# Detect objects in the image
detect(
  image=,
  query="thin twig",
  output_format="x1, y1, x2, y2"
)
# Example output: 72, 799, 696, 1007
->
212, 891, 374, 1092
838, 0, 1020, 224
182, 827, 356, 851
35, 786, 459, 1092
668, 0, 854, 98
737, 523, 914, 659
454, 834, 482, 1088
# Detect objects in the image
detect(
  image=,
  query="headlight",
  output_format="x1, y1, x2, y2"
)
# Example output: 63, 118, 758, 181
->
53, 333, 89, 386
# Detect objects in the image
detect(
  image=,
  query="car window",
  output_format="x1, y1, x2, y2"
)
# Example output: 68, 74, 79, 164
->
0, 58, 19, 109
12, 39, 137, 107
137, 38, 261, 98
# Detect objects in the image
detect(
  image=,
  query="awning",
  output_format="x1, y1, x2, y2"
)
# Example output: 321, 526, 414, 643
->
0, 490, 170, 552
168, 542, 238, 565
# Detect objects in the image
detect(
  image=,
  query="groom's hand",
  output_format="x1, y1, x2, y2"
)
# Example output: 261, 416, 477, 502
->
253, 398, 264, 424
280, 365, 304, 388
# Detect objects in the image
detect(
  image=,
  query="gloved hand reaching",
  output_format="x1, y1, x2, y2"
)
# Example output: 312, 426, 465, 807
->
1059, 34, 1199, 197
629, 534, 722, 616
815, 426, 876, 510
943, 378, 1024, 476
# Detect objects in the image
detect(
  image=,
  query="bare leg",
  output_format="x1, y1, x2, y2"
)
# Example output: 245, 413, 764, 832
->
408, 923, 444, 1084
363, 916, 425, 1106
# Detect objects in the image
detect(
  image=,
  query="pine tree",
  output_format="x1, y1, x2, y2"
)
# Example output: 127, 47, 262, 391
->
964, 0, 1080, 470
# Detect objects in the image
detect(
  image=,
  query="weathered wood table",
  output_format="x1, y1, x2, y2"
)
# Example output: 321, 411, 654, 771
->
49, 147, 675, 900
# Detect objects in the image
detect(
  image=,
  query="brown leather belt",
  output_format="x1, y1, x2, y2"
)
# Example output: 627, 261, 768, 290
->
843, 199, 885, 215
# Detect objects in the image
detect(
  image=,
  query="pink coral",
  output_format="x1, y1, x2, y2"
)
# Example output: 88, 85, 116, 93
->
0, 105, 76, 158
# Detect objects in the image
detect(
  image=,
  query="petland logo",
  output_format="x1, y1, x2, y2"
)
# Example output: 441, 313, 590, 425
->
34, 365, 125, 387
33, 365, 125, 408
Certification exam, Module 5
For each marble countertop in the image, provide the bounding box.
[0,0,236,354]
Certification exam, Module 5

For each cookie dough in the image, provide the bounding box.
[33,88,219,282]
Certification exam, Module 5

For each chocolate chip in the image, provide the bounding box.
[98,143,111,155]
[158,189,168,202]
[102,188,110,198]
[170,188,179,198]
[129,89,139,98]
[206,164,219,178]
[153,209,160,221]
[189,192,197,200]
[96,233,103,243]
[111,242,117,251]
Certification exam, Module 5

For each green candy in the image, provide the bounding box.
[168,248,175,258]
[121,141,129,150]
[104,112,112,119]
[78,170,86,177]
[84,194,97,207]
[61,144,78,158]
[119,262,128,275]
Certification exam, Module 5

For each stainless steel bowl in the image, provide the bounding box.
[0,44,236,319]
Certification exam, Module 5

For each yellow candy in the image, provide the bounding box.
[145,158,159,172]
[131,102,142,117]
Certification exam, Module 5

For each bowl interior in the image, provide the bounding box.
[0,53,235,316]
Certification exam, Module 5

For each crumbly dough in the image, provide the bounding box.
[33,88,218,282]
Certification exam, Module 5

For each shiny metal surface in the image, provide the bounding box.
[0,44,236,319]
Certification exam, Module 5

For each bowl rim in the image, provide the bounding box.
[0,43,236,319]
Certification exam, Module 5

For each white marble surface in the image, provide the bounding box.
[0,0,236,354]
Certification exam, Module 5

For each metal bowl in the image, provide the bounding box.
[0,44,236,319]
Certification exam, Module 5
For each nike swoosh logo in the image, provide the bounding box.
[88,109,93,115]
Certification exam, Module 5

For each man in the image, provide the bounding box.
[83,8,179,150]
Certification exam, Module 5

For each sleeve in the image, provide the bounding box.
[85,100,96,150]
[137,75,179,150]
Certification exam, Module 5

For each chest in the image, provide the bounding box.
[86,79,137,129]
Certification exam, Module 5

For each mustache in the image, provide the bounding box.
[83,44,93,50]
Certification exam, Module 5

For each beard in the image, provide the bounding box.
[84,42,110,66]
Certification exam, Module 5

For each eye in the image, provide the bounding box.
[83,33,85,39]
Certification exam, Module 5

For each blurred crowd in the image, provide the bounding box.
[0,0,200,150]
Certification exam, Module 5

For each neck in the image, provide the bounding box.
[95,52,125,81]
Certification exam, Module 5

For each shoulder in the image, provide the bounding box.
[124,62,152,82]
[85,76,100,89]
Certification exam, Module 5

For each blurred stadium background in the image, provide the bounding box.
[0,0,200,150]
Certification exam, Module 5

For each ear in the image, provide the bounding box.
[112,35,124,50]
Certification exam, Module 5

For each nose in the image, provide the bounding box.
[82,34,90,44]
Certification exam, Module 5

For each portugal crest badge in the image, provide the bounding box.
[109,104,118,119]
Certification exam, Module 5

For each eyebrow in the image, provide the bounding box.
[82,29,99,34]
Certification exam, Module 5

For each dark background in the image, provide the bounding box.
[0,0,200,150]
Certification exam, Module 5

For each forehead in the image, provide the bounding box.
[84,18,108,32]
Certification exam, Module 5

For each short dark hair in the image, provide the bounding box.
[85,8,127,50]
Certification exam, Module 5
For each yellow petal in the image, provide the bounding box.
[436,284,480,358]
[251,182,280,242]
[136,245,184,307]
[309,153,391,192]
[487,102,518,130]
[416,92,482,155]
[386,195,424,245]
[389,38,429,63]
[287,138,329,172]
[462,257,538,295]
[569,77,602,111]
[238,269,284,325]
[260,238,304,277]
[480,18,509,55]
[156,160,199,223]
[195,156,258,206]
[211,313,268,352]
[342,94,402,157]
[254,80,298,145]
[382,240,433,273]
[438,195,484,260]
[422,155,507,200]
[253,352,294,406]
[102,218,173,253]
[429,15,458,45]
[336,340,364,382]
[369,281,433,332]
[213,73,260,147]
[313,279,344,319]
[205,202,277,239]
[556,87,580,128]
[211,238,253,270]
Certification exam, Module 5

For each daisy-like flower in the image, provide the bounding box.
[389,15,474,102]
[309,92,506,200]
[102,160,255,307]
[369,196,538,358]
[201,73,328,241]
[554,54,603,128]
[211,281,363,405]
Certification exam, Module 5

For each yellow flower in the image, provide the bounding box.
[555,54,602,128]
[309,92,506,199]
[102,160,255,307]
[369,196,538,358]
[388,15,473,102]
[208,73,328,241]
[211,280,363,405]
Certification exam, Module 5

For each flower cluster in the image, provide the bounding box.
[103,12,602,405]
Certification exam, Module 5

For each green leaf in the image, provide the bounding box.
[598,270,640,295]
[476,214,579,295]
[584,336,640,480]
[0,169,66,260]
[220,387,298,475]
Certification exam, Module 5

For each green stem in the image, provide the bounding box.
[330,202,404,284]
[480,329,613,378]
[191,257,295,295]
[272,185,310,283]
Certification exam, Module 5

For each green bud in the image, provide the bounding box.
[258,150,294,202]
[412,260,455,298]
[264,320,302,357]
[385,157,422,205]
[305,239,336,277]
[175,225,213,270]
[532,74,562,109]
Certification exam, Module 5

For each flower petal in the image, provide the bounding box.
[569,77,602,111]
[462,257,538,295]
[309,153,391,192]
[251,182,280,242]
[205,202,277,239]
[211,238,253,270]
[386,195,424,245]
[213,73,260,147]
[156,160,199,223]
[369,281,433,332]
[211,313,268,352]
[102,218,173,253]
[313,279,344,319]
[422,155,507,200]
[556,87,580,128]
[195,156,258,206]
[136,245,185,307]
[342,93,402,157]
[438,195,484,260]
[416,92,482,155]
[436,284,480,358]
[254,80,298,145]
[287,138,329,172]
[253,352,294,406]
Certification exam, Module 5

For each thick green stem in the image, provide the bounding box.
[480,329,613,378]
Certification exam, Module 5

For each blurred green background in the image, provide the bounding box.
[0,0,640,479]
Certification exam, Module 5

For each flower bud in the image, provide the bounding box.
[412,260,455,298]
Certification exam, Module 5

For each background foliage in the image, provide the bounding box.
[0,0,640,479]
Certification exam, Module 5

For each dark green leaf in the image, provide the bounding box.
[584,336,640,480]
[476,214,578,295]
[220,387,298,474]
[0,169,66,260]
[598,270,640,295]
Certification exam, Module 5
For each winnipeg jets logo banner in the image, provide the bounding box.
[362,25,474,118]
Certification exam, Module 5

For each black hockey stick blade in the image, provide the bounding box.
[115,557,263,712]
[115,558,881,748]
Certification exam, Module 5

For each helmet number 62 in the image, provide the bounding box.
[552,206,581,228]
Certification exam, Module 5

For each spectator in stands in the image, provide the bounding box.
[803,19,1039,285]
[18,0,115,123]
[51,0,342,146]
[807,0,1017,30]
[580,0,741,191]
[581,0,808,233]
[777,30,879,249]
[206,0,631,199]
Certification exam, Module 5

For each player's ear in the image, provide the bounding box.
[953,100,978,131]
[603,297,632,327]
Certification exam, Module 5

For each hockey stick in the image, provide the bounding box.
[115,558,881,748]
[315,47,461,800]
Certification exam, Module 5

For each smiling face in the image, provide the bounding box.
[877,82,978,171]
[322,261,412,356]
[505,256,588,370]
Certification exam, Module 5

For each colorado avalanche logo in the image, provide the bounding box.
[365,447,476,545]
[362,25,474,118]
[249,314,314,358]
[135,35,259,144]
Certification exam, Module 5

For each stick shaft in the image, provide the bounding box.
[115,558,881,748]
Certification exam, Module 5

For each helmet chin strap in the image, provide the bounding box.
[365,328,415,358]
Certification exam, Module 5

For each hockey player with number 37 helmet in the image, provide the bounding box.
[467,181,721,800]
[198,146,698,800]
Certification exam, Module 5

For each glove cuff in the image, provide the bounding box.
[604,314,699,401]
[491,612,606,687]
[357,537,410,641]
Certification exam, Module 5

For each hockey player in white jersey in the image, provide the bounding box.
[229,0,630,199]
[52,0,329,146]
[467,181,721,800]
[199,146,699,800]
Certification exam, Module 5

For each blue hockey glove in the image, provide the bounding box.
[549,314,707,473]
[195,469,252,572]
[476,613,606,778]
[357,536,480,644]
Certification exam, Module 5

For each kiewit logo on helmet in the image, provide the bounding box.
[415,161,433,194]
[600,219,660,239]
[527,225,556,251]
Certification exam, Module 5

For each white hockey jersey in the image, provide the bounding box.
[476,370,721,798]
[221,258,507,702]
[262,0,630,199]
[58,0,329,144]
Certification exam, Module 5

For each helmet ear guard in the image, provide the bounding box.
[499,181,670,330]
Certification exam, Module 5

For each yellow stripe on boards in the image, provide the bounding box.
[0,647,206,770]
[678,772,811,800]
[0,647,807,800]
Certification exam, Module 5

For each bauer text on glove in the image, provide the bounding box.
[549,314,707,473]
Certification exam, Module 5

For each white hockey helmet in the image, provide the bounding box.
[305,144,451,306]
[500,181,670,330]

========================

PROBLEM DESCRIPTION =>
Copy out the records from their first line down to the line that contains "964, 0, 1080, 470", including both of those lines, and keep every line exactly as it stands.

SOLUTION FOR THIS PROBLEM =>
# Detect objects in the image
detect(
  image=,
  query="thin twig",
  output_format="x1, y1, x2, y2"
)
# Example output: 72, 799, 696, 1007
->
212, 891, 374, 1092
838, 0, 1020, 224
182, 827, 356, 851
35, 786, 459, 1092
668, 0, 854, 98
737, 523, 914, 659
454, 834, 482, 1088
# Detect objects in the image
detect(
  image=,
  query="headlight",
  output_format="x1, y1, x2, y2"
)
# Example output: 63, 118, 758, 181
->
53, 333, 89, 386
# Detect objects in the image
detect(
  image=,
  query="car window",
  output_format="x1, y1, x2, y2"
)
# Example output: 68, 74, 79, 164
->
0, 58, 19, 109
12, 39, 137, 107
137, 38, 261, 98
# Detect objects in the image
detect(
  image=,
  query="awning",
  output_format="x1, y1, x2, y2"
)
# Example output: 321, 526, 414, 643
->
0, 490, 170, 552
168, 542, 238, 565
# Detect objects in the image
detect(
  image=,
  query="groom's hand",
  output_format="x1, y1, x2, y2"
)
# Example output: 261, 416, 477, 502
->
253, 398, 264, 424
280, 365, 304, 388
# Detect objects in the image
detect(
  image=,
  query="gloved hand reaching",
  output_format="x1, y1, x2, y2"
)
# Example output: 312, 426, 465, 807
->
1059, 34, 1199, 197
629, 534, 722, 616
815, 426, 876, 510
943, 378, 1024, 476
# Detect objects in the image
detect(
  image=,
  query="bare leg",
  output_format="x1, y1, x2, y2"
)
# Example output: 245, 413, 764, 832
->
408, 923, 444, 1084
363, 916, 425, 1106
# Detect objects in the image
detect(
  image=,
  query="pine tree",
  output_format="x1, y1, x2, y2"
)
# Example output: 127, 47, 262, 391
->
964, 0, 1080, 470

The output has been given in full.